Required work:
List each line of the data that holds the string "tree", please.

Data to use:
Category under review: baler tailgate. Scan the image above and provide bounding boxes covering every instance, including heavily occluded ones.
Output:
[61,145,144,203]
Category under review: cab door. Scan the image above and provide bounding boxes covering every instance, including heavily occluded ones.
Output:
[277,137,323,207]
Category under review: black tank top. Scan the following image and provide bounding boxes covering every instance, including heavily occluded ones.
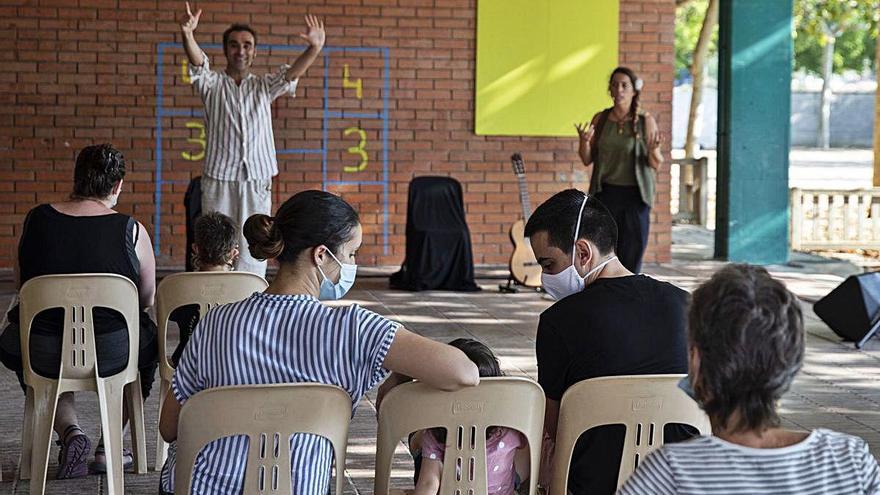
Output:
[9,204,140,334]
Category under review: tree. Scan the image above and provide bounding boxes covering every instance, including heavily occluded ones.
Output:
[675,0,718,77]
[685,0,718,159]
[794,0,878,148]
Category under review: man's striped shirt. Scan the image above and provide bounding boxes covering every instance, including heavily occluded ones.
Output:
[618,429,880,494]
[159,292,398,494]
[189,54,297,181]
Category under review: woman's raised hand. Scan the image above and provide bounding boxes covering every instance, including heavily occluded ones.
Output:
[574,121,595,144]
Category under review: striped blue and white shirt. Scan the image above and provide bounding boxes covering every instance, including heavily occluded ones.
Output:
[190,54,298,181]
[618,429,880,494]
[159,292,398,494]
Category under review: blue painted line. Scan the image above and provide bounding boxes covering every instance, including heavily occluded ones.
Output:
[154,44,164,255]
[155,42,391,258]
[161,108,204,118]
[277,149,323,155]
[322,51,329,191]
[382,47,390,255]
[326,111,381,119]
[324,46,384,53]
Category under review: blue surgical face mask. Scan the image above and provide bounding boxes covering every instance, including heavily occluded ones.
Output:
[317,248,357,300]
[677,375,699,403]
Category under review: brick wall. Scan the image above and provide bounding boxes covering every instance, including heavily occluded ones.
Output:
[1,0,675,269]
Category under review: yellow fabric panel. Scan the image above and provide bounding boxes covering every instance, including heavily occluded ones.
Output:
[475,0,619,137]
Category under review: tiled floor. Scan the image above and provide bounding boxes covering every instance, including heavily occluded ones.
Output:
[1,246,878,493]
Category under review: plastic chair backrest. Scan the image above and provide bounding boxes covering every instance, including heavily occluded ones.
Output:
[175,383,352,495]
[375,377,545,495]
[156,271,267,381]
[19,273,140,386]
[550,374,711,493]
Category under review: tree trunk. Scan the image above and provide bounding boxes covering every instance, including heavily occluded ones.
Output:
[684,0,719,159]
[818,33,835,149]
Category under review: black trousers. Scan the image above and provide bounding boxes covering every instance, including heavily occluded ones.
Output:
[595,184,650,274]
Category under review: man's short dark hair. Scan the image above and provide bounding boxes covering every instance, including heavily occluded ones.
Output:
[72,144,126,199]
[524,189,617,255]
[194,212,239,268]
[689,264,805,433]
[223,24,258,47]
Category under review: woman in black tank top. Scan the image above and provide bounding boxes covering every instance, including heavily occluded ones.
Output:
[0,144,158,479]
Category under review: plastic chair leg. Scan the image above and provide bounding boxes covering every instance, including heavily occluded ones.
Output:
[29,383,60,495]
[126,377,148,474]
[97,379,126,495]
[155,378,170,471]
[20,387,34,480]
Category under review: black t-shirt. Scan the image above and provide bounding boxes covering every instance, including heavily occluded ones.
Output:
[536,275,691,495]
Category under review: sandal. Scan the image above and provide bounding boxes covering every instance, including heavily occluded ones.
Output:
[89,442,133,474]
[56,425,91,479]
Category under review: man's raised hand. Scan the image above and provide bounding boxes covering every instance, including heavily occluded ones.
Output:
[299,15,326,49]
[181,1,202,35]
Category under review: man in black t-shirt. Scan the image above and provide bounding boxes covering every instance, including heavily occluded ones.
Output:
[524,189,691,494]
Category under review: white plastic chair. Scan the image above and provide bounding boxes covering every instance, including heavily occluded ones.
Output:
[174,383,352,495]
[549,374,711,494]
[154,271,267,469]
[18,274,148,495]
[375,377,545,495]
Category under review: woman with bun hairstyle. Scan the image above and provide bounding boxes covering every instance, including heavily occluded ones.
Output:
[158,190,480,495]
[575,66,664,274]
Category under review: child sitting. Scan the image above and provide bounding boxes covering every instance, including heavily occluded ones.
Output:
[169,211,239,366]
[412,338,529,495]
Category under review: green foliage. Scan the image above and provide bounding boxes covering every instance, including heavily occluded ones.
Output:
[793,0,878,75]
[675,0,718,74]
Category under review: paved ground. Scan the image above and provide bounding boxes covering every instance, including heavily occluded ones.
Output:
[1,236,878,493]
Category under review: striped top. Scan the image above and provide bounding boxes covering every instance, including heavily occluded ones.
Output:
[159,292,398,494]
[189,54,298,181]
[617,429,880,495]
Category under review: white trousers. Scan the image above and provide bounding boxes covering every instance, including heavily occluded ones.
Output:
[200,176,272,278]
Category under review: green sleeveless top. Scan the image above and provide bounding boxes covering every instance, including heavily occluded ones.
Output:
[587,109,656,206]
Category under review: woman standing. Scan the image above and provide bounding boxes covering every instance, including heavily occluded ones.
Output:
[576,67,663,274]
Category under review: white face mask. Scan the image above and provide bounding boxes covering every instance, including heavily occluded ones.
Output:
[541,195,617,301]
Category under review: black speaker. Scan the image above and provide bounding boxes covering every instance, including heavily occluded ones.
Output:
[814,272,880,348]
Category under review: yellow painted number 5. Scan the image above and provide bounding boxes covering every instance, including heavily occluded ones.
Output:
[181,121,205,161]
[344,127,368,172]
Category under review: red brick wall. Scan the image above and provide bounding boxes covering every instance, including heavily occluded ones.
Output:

--

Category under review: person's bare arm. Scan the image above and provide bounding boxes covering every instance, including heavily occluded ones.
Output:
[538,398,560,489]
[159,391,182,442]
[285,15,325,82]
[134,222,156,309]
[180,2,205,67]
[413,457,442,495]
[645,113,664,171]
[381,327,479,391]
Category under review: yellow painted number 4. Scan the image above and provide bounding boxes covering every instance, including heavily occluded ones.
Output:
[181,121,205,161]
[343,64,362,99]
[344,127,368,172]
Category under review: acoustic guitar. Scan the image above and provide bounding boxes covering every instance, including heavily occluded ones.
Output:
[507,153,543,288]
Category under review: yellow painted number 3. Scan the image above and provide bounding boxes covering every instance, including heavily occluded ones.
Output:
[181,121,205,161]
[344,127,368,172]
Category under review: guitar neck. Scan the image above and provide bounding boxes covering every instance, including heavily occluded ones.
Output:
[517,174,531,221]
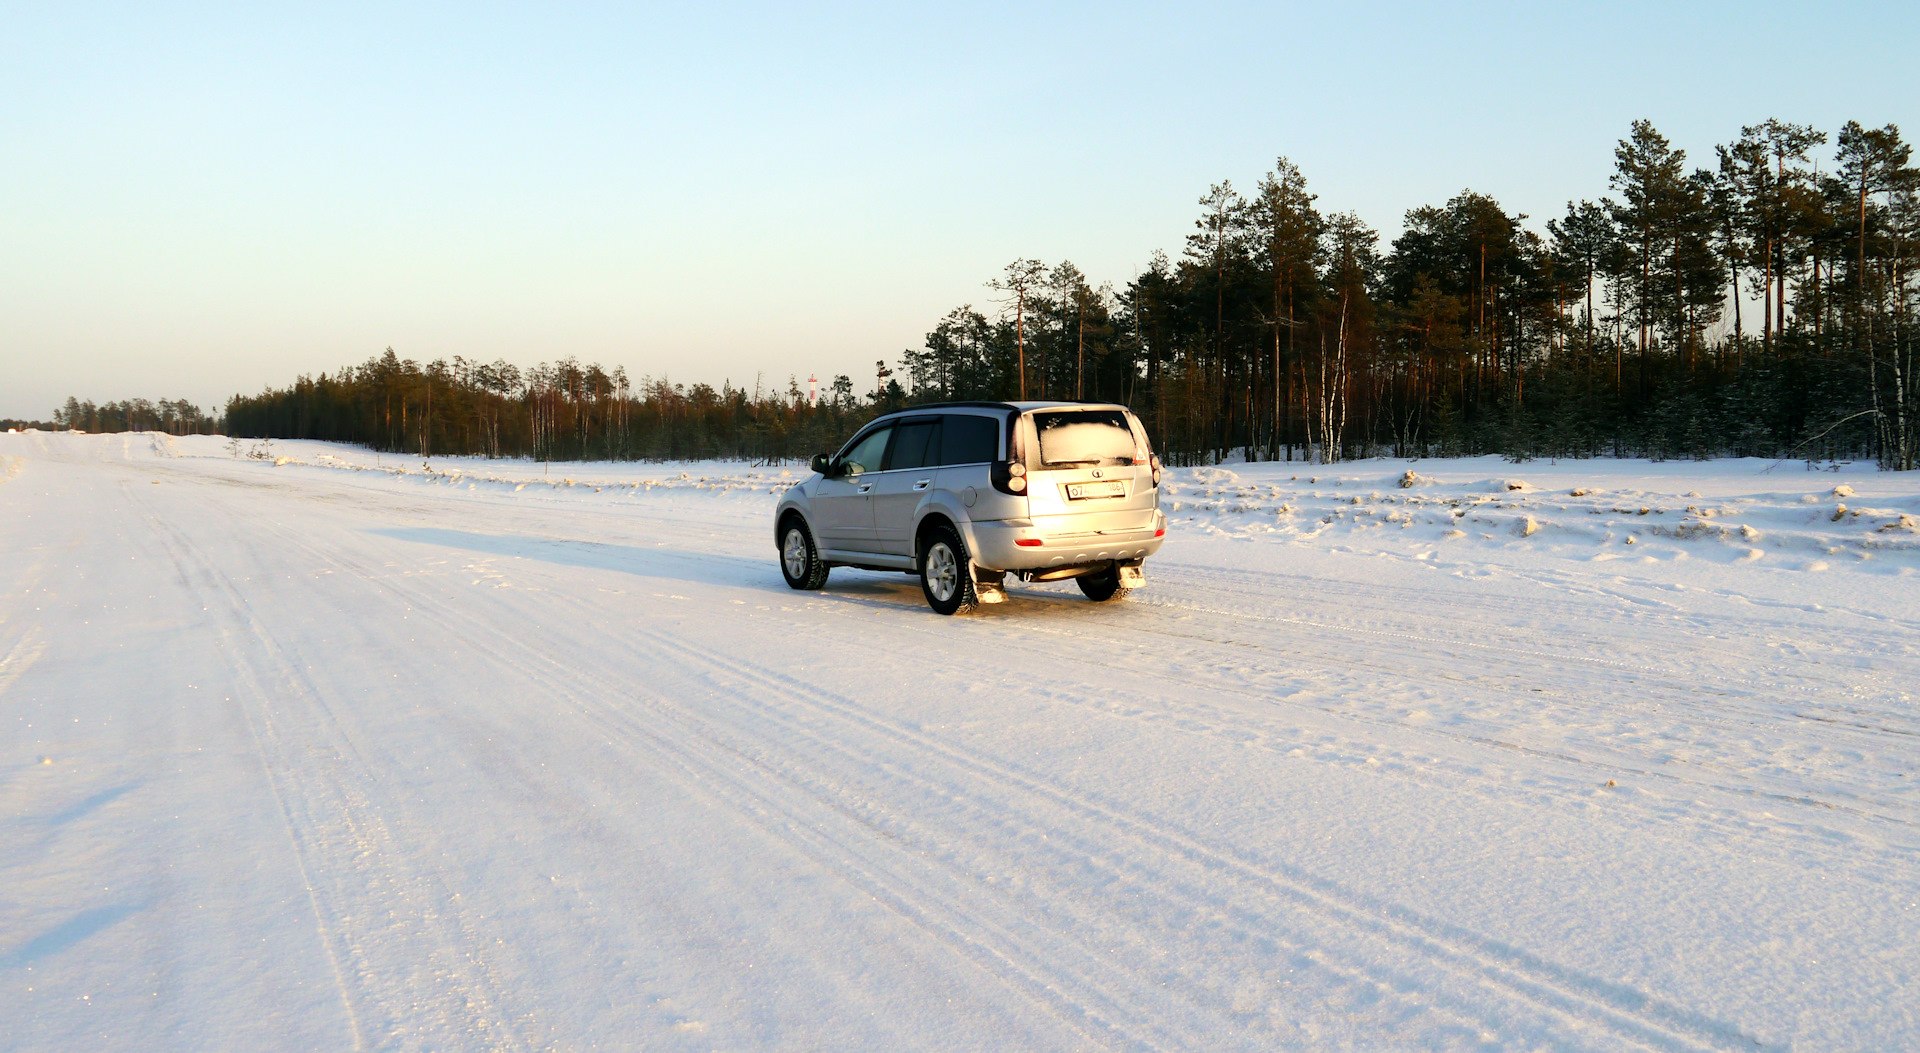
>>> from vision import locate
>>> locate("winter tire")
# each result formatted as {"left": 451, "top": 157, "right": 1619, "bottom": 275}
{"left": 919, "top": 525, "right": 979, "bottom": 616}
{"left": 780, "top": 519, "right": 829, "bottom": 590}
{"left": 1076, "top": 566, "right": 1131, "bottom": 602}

Expected answer:
Category under review: tree. Scan the image above and provide bounding boxes covering every instance, including heavily occluded ones.
Category under review: tree trunk. Scan the image above and provide bounding boxes covering every instance, including heavily occluded ones.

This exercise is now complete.